— start of SOURCE DOCUMENT —

WASHINGTON — President Donald Trump is holding out the prospect of 6 per cent growth in the U.S. economy. Put that down to puffery.
By most signs, economists say the country will be lucky to achieve consistent annual growth much over 2 per cent .
A look at the president's remarks at a Cabinet meeting Wednesday:
—"So we're at 3.3 per cent GDP. I see no reason why we don't go to 4 per cent , 5 per cent , and even 6 per cent ."
—Speaks of GDP "getting up to 4, 5, and even 6 per cent , because I think that's possible."
Federal Reserve officials and most mainstream economists expect economic growth to hew closer to 2 per cent . There are no signs the economy is capable of delivering a phenomenal and rarely achieved growth rate on the order of 6 per cent .
The U.S. economy last cleared that hurdle in 1984 — and only for a fleeting year, at 7.3 per cent . This was a different time, when baby boomers were at prime working ages, instead of today when they're starting to retire. The Federal Reserve had boosted growth by steadily slashing a key interest rate from its 1981 peak of 20 per cent , while the Fed today is slowly increasing the same rate. Also, the national debt was much lower.

— end of SOURCE DOCUMENT —

SHORT TASK 1 »
Translate this sentence from the economic growth article into Spanish: "The U.S. economy last cleared that hurdle in 1984 — and only for a fleeting year, at 7.3 per cent ."
SHORT TASK 2 »
Answer these questions using the article on U.S. economic growth:
(a) What GDP growth figure did the president say the economy was at during the Cabinet meeting?
(b) Close to what growth rate do Federal Reserve officials and most mainstream economists expect the economy to stay?
(c) What was the 1981 peak of the key interest rate the Federal Reserve later cut?
SHORT TASK 3 »
Continue the article on the president's growth forecast for the U.S. economy from its final sentence.
The material that comes next was taken from a separate source and is not related to the article on U.S. economic growth.

— start of SUPPLIED DATA —

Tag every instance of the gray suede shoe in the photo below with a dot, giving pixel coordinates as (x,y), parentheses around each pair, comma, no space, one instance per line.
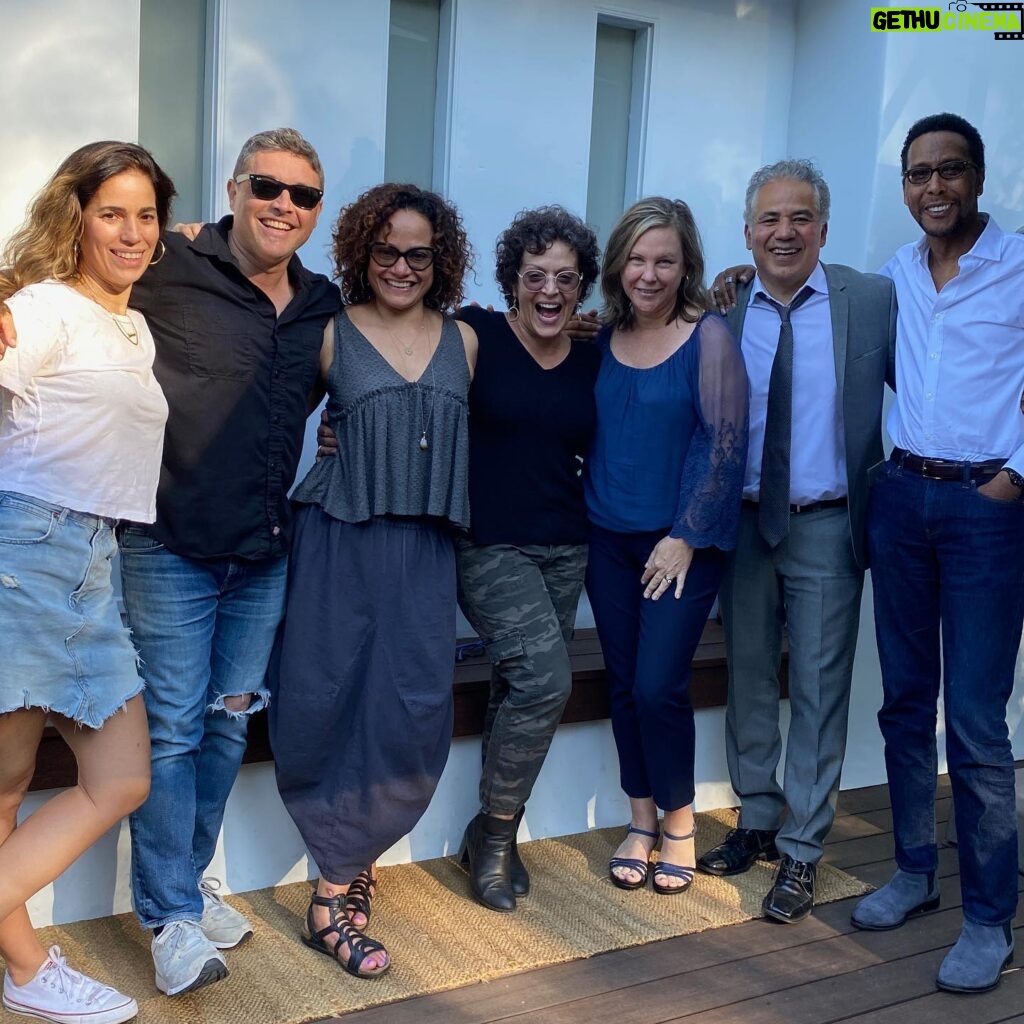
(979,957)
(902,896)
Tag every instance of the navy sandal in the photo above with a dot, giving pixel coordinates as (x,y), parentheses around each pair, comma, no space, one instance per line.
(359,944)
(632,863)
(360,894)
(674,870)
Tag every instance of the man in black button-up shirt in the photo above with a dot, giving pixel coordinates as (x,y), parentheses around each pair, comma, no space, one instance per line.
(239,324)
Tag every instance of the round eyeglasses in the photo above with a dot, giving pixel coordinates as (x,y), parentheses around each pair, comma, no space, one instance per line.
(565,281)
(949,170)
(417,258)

— end of SUPPLIED DATA —
— start of SUPPLIED DATA —

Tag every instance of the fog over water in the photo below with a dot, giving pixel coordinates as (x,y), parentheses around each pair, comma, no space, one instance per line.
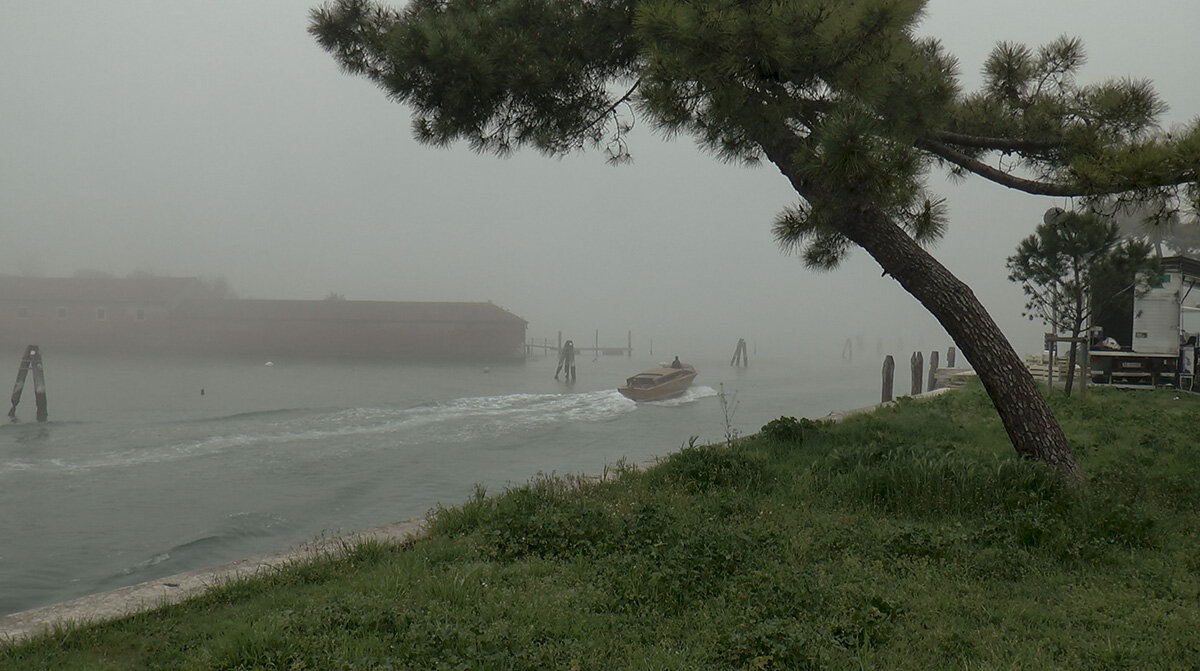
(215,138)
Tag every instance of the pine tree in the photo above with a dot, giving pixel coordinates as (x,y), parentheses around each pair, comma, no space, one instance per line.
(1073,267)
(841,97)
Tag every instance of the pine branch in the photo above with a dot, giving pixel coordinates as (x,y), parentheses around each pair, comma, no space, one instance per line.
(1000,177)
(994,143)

— end of SUPPLIED DATA —
— start of SUPPLIED DATA —

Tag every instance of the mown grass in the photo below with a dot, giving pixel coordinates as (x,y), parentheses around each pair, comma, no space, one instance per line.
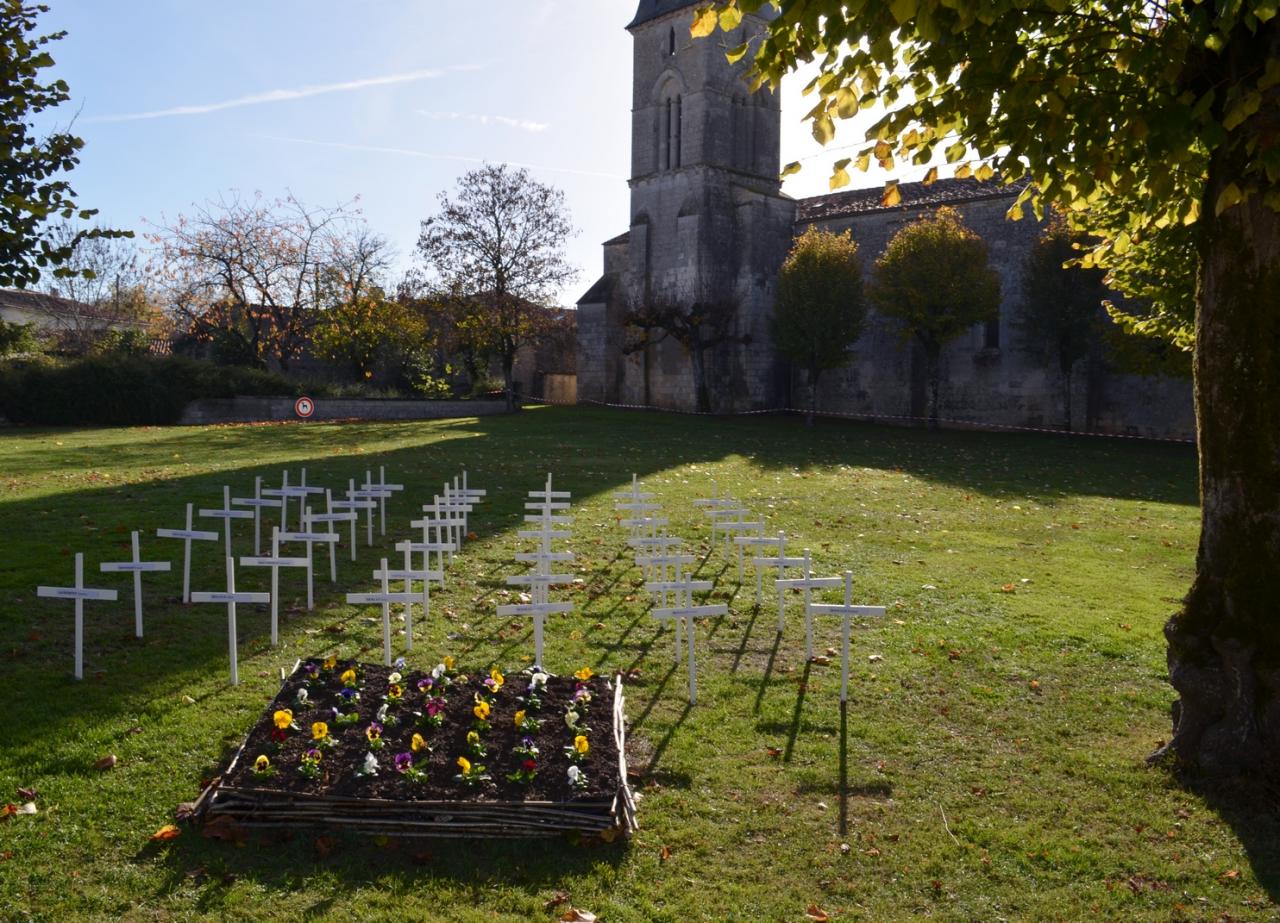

— end of SUPPLIED DATA —

FINAL RESULT 1 »
La economía de EE. UU. superó ese obstáculo por última vez en 1984, y solo durante un año fugaz, con un 7,3 por ciento.

FINAL RESULT 2 »
(a) 3.3 percent
(b) 2 percent
(c) 20 percent

FINAL RESULT 3 »
There's no clear path to the Gross Domestic Product growing close to 6 or 5 per cent , or even 4. The tax cuts Trump may soon sign into law would probably max out at roughly $250 billion in 2020. Yet to generate growth of 6 per cent , those cuts would have to spur a massive $1.2 trillion gain to GDP. His administration has failed to produce a single analysis showing how this would be possible, while outside analysts say the tax cuts are unlikely to generate anything close to what Trump has said.
During the July-September quarter, the U.S. economy expanded at an annual rate of 3.3 per cent , a healthy number. Strong growth over the past two quarters largely reflects the more robust global economy, something the U.S. president has had little to do with.
The quarterly number means that if the economy expanded over a year at the same pace as in the July-September period, economic growth would stand at 3.3 per cent for the year. Over the past 12 months, the economy has actually grown by a less impressive 2.3 per cent .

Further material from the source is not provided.